Data extracted from a collection:
******************************
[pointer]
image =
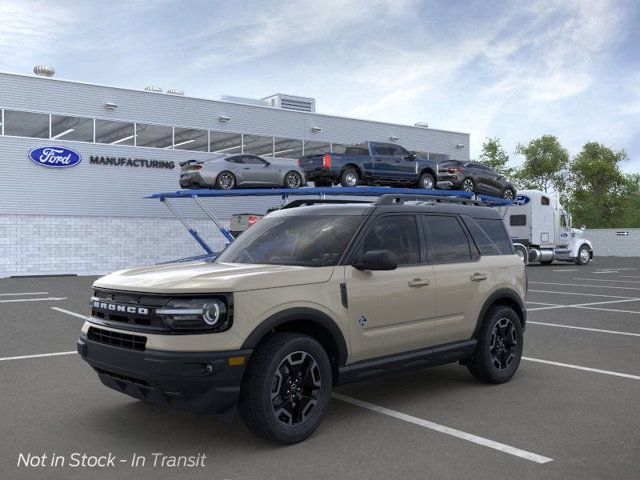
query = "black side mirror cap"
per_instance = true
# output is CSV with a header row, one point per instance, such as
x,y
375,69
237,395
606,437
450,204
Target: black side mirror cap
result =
x,y
378,260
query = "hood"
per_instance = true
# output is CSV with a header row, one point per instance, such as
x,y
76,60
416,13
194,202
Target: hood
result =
x,y
206,277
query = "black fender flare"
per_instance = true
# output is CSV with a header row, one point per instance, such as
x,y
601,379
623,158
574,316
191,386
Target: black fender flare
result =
x,y
495,297
297,314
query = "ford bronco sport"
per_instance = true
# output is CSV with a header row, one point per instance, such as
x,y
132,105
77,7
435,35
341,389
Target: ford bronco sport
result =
x,y
309,298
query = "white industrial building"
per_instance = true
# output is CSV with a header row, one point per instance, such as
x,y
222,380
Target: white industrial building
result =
x,y
92,218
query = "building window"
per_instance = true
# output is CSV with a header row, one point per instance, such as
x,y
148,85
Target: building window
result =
x,y
190,139
227,143
258,145
287,148
26,124
157,136
72,128
316,148
114,133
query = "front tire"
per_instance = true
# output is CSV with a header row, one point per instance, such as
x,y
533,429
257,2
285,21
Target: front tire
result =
x,y
426,182
584,255
349,178
499,349
225,180
287,388
292,180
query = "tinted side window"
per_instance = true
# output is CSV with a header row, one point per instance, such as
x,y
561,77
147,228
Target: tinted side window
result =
x,y
447,240
381,150
495,237
518,220
235,159
396,233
******************************
Copy each line in the entries above where "building" turns up.

query = "white industrial building"
Target: white industrial building
query = "building window"
Target: building window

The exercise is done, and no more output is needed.